## WORK ORDER
From the first line to the last, write out the records exactly.

Records contained in a dataset:
===
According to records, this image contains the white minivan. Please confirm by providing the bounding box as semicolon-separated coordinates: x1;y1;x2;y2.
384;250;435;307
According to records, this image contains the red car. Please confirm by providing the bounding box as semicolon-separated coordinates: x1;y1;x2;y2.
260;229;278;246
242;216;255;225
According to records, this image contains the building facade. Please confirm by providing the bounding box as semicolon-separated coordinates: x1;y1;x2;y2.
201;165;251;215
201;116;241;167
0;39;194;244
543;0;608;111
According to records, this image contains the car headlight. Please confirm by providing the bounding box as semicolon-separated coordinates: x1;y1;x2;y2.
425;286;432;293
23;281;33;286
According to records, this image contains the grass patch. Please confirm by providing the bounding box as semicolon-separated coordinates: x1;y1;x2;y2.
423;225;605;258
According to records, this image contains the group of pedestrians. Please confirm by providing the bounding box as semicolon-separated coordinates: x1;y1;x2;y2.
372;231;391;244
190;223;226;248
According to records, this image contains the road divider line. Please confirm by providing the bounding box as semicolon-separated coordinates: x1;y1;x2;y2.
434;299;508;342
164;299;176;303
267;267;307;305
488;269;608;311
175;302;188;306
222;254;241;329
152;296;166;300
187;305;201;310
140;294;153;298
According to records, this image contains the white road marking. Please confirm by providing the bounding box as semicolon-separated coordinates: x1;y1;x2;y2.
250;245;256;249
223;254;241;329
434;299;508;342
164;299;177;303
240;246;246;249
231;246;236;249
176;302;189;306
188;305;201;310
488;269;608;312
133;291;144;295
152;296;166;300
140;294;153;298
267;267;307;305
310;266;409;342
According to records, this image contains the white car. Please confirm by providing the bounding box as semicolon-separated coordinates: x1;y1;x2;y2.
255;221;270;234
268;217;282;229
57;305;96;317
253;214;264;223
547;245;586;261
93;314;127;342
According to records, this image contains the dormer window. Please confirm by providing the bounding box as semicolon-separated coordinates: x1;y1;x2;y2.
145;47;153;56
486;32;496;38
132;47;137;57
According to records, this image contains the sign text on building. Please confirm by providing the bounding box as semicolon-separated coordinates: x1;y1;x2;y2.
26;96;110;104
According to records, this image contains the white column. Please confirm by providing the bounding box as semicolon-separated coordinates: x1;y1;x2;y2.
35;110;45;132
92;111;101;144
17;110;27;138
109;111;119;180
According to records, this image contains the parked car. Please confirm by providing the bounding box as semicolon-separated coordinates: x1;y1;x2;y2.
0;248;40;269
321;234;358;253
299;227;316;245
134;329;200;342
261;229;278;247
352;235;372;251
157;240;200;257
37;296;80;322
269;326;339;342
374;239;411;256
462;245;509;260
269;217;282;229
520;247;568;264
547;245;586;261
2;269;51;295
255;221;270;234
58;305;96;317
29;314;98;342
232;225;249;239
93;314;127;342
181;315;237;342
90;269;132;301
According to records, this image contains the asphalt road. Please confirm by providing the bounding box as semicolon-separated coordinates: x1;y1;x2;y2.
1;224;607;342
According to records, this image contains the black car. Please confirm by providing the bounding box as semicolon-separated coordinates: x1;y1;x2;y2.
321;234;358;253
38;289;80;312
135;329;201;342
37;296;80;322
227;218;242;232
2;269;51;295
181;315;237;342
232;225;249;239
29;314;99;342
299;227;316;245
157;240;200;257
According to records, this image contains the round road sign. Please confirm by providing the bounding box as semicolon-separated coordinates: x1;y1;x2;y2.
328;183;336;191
===
## RESULT
According to records, this image contains the white minivan. Please confirm by providing the bounding box as semicolon-separated coordinates: x1;y1;x2;y2.
384;250;435;307
According to records, this image contains the red car. Please confirm by providing the bounding box as semicolon-separated coordinates: x1;y1;x2;y2.
260;229;278;246
242;216;255;225
According to records, this image contains the building facade. Please confirm by providing the bounding box as semicolon-separated coordinates: x1;y1;x2;y2.
201;165;251;215
201;116;241;167
0;39;194;244
543;0;608;111
According to records, this image contains the car headlight. Please confirm by providing the bounding box as semicolon-separated coordinates: x1;y1;x2;y2.
425;286;432;293
23;281;33;286
According to records, this image contains the grass patch. Please confirm by providing the bounding box as semicolon-separated coordinates: x1;y1;x2;y2.
423;225;605;258
According to records, this image contains the group of pedestrians. Please confirm by providing the bounding box as semicolon-separated coordinates: x1;y1;x2;y2.
372;231;391;244
190;223;226;248
According to records, this image contains the road divider line. Please confirm by providing the bounding box as semicolon-separated coordinates: x1;y1;x2;y2.
434;299;508;342
164;299;176;303
267;267;307;305
488;269;608;311
175;302;188;306
222;254;241;329
152;296;166;300
187;305;201;310
140;294;153;298
According to records, this image contains the white road marking. Please confirm by providing the bounding box as semicolon-separated coordinates: x1;y1;x2;y2.
250;245;256;249
223;254;241;329
434;299;508;342
164;299;177;303
240;246;246;249
231;246;236;249
176;302;189;306
188;305;201;310
488;269;608;312
133;291;144;295
152;296;166;300
140;294;153;298
267;267;307;305
310;266;409;342
According to records, this image contains the white car. Please confirm by providing the bounding box as semicolon-separated coordinates: x1;y1;x2;y2.
255;221;270;234
268;217;282;229
57;305;96;317
253;214;264;223
547;245;586;261
93;314;127;342
According to records, this image contains the dormer window. Please confirm by providing the bounding box as semicolon-separated coordinates: x1;y1;x2;y2.
145;47;153;56
486;32;496;38
132;47;137;57
According to records, this image contains the sign text on building. Please confirm by providing the bounding box as semicolon-separated coordinates: x1;y1;x2;y2.
26;96;110;104
According to records, this image contains the white column. Please confirm by providing the bounding box as semicolon-separated coordinates: x1;y1;x2;y2.
35;110;45;132
92;111;101;144
17;110;27;138
109;111;119;180
According to records, this image contains the parked car. Please confirm by providing the bounding box as semicolon-separated coordinates: x1;y1;x2;y2.
0;248;40;269
321;234;358;253
299;227;316;245
134;329;200;342
261;229;278;247
352;235;372;251
157;240;200;257
37;296;80;322
269;326;339;342
374;239;411;256
462;245;509;260
269;217;282;229
520;247;568;264
547;245;586;261
2;269;51;295
255;221;270;234
58;305;96;317
29;314;98;342
232;225;249;239
93;314;127;342
181;315;237;342
90;269;132;301
According to records, this image contains the asphalt road. Please confirm by providing the bounding box as semicolon-separated coordinates: x1;y1;x2;y2.
1;224;607;342
According to records, this image contains the black car. Please confirm by providing the bounding box as semicolon-separated coordinates: x1;y1;x2;y2.
321;234;358;253
38;289;80;312
135;329;201;342
37;296;80;322
227;218;242;232
2;269;51;295
181;315;237;342
232;225;249;239
29;314;99;342
299;227;316;245
157;240;200;257
According to records, this image contains the round road sign. Please confirm by providing the bounding box as semicolon-separated coordinates: x1;y1;x2;y2.
328;183;336;191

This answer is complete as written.